**Énoncé proposé A:** D'après le texte sur la poursuite au cinéma, de quoi la poursuite est-elle la métaphore au cinéma ?

**Extrait du texte:**
La poursuite est ainsi la métaphore du désir au cinéma, son opérateur, comme elle l’est pour la mythologie. Si les Métamorphoses racontent les étranges sanctions que les dieux se virent infliger pour avoir trop désiré, pour avoir trop désiré posséder les femmes et la nudité qu’ils enviaient aux mortels, la morale ou la leçon qu’elles prodiguent reste ambiguë. Quand la poursuite se scelle par la mort ou les retrouvailles, on s’y retrouve ; quand elle donne lieu à des métamorphoses ou à des participations contre-nature (pour reprendre les mots d’Hoffmanstahl), la morale est moins claire qui mêle à la tentation la cruauté et la répulsion, et la poursuite devient monstrueuse. La métamorphose est cette possibilité hétérogène par laquelle la poursuite se voit décuplée, incessamment déplacée ; ni la mort ni l’accouplement n’en fixent la nécessité puisqu’il s’agit de répéter l’histoire des origines, la scène primitive d’une poursuite ininterrompue entre les hommes et les dieux.

Marie-José Mondzain a récemment consacré un ouvrage au thème de la poursuite au cinéma (et ailleurs), où se mêlent des réflexions issues des films et des élaborations plus vastes portant sur le désir et ses attentes. Sa démarche (qui associe l’histoire des images, des regards, de leur usage, à la psychanalyse) va dans le sens de la nécessité du suspens, et donc d’une poursuite qui nourrit l’interruption comme moteur de la répétition et de la prolongation du désir dans l’image-mouvement. : « La poursuite doit s’arrêter pour que la vie continue, mais elle doit aussi reprendre sa course pour que l’immobilité et la mort ne s’installent pas. Le cinéma travaille dans cette tension-là.[11] [11] M.-J. Mondzain, Images (à suivre), Paris, Bayard, 2011, p. 137. » Pour que le dénouement soit plus qu’une décharge pulsionnelle, pour que le désir porte au-delà de la résolution du récit, la poursuite s’inscrira dans l’économie libidinale de l’errance, du détour et de l’approche de l’objet sans capture, et la mort n’en fixera pas le terme.

**Extrait d'un jeu de données:**
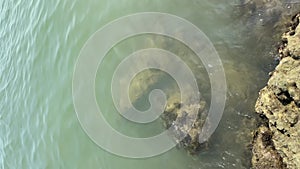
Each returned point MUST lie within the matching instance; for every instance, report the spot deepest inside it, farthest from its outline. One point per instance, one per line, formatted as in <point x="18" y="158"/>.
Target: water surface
<point x="40" y="42"/>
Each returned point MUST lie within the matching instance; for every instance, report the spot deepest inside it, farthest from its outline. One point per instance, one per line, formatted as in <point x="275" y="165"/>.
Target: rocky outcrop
<point x="277" y="143"/>
<point x="185" y="123"/>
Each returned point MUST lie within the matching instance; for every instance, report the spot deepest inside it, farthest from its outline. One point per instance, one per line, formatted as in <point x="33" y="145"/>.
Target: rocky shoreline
<point x="276" y="143"/>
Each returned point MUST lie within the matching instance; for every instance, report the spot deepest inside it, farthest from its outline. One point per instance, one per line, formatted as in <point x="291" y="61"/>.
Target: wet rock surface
<point x="185" y="124"/>
<point x="277" y="143"/>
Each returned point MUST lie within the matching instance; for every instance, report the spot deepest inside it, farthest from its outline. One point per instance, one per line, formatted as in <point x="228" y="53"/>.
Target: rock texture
<point x="277" y="143"/>
<point x="185" y="123"/>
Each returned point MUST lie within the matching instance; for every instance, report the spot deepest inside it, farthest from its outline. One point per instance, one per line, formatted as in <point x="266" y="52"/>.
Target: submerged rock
<point x="277" y="143"/>
<point x="185" y="123"/>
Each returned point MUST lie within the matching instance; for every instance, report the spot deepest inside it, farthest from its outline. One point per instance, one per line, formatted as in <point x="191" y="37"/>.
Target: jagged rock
<point x="279" y="102"/>
<point x="265" y="156"/>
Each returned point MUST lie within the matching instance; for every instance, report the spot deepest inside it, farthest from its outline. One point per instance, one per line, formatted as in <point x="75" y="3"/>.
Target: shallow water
<point x="40" y="42"/>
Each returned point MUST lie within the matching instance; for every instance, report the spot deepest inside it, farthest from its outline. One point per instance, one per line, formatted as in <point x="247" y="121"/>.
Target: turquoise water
<point x="40" y="42"/>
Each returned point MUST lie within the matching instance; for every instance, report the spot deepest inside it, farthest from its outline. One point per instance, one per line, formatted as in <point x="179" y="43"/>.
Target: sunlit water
<point x="40" y="42"/>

**Énoncé proposé B:** Repérez toutes les lignes de la liste où figure le mot « rocky ».

**Réponse rédigée A:** Du désir.

**Réponse rédigée B:**
Target: rocky outcrop
Target: rocky shoreline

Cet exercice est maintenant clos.